— Data for processing —

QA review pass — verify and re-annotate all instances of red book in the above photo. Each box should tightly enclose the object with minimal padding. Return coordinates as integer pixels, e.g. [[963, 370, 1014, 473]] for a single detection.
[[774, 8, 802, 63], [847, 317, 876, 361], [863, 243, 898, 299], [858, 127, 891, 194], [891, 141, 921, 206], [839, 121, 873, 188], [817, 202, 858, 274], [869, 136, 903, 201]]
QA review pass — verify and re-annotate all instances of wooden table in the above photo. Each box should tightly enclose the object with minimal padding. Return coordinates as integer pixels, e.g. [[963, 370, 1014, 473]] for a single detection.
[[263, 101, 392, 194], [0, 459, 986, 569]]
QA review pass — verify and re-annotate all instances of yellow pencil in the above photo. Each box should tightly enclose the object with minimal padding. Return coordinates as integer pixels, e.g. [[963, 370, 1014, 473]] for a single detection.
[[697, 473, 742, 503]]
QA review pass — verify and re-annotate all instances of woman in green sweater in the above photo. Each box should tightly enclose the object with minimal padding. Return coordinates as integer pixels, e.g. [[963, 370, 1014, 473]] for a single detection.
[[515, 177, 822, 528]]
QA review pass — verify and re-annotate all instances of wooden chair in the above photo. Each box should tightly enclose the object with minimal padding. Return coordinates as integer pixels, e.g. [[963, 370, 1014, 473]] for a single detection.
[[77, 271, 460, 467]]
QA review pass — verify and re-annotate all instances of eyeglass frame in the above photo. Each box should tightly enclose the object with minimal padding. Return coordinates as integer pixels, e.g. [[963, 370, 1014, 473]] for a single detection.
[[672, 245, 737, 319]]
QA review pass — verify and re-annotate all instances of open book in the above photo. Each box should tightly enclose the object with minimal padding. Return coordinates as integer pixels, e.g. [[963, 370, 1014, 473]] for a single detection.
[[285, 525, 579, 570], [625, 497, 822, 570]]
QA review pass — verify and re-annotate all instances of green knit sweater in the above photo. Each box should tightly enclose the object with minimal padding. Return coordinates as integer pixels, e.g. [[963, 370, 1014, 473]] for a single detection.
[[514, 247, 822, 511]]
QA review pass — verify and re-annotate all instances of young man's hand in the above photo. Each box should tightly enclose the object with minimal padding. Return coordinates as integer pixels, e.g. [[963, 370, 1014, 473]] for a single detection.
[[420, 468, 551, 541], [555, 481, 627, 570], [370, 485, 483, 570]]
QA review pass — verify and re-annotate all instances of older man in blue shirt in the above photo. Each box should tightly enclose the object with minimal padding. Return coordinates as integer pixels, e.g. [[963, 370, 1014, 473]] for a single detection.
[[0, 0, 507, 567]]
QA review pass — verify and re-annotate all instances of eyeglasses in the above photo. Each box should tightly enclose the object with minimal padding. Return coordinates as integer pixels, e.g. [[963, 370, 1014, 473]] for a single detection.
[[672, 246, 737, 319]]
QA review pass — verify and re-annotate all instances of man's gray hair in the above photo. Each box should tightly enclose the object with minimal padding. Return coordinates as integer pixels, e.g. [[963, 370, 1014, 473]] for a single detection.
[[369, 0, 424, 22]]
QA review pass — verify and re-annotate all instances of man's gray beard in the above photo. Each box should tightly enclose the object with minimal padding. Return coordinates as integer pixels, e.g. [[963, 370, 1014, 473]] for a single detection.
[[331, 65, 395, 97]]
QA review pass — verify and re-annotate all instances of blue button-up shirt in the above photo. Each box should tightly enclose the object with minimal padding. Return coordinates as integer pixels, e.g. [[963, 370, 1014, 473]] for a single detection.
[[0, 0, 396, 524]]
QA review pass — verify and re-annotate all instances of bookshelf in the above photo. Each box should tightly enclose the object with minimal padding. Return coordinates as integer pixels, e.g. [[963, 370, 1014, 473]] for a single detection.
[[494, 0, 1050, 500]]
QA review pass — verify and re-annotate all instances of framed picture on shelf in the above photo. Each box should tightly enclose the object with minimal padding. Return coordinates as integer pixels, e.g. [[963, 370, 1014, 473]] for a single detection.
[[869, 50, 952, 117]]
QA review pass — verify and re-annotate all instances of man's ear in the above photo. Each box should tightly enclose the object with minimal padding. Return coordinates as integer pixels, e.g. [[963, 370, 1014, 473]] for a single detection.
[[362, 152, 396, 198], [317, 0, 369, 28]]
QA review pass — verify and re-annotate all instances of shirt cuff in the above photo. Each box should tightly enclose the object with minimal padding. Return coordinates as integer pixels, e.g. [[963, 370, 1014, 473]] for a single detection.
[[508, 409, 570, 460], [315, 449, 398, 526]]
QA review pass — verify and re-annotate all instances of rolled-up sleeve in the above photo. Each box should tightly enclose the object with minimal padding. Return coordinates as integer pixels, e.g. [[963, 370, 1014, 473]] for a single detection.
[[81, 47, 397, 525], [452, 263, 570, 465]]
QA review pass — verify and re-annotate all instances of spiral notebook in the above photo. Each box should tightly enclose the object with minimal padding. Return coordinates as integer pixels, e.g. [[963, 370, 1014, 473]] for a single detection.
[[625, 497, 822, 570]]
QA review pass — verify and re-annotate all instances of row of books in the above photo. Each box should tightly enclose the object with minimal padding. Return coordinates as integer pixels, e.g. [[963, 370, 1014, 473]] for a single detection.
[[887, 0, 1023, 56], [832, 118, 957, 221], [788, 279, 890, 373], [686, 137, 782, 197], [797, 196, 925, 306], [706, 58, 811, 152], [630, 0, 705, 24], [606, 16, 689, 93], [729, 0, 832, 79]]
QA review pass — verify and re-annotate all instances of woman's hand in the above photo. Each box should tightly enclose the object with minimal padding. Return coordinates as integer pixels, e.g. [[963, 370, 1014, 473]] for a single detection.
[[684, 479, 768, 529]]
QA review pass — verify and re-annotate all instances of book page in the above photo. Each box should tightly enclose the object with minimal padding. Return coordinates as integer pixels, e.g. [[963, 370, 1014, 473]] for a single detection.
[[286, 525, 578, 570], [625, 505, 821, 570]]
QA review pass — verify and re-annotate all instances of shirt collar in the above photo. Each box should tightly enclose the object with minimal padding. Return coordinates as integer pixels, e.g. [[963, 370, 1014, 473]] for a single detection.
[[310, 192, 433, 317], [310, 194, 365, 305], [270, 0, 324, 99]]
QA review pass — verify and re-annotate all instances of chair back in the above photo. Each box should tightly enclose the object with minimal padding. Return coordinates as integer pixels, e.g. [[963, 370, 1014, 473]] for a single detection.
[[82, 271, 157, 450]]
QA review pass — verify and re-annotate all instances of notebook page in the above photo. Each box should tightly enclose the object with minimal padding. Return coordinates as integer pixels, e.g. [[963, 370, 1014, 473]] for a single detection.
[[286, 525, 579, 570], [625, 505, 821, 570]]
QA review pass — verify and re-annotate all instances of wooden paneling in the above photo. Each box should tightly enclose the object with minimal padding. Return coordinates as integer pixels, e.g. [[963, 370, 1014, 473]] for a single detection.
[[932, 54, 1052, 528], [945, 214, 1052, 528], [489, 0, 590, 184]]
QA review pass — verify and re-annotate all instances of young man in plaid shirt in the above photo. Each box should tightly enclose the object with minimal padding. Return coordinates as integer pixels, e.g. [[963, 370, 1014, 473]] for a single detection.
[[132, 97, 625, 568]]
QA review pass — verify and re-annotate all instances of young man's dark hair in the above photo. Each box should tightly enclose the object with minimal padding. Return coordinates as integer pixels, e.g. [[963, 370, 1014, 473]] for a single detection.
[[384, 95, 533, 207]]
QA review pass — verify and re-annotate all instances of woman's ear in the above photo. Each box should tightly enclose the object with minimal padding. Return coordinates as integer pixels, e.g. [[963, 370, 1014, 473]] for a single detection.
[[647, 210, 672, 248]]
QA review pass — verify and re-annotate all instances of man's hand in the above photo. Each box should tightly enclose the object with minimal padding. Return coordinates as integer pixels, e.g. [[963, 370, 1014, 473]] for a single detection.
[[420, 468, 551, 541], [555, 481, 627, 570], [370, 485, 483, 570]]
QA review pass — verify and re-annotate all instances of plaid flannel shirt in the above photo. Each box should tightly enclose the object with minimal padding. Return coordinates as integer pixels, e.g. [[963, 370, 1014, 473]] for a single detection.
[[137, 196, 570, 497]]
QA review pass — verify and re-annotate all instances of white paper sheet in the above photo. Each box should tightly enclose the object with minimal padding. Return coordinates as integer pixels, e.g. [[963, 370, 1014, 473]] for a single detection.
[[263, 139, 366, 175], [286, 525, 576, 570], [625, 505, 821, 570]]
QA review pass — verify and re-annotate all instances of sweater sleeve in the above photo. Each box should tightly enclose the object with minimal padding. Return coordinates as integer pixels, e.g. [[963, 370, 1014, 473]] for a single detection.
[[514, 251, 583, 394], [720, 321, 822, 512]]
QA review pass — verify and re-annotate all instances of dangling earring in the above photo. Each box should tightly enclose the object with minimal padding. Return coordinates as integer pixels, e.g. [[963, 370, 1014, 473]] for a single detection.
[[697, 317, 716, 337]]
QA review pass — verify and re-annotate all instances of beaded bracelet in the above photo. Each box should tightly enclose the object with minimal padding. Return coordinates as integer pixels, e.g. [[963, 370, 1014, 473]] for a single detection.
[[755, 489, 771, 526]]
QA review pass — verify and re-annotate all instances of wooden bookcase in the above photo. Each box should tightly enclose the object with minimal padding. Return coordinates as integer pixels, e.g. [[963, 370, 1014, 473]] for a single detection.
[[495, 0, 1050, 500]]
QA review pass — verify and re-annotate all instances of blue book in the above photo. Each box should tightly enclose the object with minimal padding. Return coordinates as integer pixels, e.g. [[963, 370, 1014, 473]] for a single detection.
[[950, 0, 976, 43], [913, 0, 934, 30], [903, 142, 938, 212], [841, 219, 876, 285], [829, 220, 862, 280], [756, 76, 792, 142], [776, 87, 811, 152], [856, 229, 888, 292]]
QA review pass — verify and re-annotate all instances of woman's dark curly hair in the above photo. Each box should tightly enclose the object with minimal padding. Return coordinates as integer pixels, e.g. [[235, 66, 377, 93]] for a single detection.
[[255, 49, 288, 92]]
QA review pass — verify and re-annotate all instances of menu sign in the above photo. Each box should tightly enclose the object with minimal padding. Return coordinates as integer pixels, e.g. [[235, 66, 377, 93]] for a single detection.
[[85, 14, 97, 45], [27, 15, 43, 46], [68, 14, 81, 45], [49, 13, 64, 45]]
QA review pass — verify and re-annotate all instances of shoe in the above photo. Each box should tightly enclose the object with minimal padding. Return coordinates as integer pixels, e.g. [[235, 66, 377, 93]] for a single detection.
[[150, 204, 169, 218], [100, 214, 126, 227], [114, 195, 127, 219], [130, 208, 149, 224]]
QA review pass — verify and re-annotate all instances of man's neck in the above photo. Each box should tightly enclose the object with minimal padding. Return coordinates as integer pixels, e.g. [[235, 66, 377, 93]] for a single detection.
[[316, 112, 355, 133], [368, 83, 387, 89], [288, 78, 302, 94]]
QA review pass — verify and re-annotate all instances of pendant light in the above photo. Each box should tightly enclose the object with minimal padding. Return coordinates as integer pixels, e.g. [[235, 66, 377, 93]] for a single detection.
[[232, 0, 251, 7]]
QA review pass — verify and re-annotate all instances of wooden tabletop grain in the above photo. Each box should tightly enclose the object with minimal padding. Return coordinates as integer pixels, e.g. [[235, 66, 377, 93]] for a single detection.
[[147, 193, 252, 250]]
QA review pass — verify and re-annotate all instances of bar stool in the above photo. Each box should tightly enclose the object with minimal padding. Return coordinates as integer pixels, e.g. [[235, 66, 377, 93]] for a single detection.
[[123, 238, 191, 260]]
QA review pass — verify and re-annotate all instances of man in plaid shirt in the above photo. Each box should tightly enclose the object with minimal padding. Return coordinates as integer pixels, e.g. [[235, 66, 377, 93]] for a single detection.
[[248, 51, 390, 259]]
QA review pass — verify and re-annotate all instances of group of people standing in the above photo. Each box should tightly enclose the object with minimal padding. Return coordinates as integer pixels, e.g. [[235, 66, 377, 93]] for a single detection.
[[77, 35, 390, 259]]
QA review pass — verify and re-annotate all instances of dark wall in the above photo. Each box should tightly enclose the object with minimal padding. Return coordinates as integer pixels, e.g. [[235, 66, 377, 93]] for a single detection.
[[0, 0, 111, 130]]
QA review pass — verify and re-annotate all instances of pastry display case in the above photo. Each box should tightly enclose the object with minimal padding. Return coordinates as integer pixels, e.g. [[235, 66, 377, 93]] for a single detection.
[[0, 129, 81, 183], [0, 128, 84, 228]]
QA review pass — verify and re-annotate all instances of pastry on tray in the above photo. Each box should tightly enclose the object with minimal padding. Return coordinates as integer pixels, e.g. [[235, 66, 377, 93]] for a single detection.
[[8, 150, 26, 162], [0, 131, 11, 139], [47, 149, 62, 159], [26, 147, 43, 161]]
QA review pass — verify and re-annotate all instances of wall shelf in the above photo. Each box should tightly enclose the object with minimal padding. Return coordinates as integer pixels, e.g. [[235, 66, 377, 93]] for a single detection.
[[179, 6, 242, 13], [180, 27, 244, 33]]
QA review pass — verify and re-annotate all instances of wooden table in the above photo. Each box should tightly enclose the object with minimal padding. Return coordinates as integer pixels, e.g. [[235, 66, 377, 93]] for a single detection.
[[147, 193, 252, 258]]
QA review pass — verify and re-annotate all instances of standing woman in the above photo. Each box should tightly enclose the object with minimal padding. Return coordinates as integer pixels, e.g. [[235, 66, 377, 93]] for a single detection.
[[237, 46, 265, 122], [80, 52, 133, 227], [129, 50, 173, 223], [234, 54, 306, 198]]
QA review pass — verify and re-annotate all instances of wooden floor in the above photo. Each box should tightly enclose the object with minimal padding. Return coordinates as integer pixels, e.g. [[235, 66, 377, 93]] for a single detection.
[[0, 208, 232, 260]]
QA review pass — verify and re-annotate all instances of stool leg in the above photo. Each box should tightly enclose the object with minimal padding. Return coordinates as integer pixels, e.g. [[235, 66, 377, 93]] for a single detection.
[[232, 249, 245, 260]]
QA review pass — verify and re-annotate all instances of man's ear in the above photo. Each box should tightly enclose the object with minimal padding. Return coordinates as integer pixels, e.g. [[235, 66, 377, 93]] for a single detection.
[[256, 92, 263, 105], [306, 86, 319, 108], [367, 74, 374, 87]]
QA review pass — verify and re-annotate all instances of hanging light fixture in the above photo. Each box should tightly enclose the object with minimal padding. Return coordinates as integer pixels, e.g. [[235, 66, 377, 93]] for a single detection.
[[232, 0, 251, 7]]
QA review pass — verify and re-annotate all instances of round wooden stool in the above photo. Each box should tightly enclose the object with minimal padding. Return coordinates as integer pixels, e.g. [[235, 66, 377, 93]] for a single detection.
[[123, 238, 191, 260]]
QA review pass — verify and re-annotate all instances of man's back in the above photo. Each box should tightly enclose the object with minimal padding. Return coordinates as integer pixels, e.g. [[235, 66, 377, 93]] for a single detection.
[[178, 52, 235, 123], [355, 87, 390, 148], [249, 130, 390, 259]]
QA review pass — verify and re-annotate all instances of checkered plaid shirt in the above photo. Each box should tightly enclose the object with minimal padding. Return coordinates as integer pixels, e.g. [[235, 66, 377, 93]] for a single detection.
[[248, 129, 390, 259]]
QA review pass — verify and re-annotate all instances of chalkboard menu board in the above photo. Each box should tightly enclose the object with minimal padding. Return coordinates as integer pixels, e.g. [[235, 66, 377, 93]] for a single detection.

— Goal of the exercise —
Please rewrite the entries starting at the line that contains "QA review pass — verify and re-annotate all instances of open" and ending after the line that contains "[[514, 247, 822, 511]]", changing "knit" to "wool" and keeping everything else the same.

— Exercise output —
QA review pass — verify and re-annotate all instances of open book in the above photo. Each box should tightly enclose the object with minimal padding. Return coordinates as integer pixels, e.g. [[963, 370, 1014, 473]] for a single detection.
[[285, 525, 579, 570], [625, 497, 822, 570]]
QA review pass — verify and re-annotate all instances of green wool sweater in the above photo. Each box should tightly enclose the object with minimal padding. Return coordinates as integer pixels, e.g. [[963, 370, 1014, 473]] for a single detection.
[[514, 247, 822, 511]]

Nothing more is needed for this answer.